• **SET TASK**
Locate every line in the rows below that contains the word "stone", and copy each of those lines.

Mask labeling examples:
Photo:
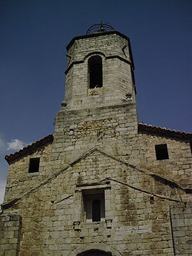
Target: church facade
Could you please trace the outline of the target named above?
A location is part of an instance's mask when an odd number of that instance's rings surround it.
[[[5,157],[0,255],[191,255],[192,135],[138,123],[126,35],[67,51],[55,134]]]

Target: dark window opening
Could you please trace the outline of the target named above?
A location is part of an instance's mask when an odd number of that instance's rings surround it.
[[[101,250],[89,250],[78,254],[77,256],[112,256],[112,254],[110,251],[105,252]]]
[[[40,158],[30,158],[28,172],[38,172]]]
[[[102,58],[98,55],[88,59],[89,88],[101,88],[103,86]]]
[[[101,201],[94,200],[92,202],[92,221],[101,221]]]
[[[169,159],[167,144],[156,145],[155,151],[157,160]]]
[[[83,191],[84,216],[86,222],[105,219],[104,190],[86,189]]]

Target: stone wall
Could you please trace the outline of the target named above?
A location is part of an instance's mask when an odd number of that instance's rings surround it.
---
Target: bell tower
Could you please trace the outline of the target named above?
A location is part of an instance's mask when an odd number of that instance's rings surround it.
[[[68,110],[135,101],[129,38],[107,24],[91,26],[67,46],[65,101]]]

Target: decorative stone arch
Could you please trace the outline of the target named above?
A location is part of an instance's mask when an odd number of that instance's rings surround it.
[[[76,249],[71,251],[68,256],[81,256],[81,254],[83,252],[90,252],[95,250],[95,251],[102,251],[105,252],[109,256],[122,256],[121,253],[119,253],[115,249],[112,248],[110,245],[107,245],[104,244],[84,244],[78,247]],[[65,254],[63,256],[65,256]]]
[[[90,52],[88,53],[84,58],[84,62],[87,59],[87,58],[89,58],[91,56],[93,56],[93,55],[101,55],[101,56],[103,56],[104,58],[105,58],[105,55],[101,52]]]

• **RESULT OF THIS EXERCISE**
Target: stone wall
Target: decorative stone arch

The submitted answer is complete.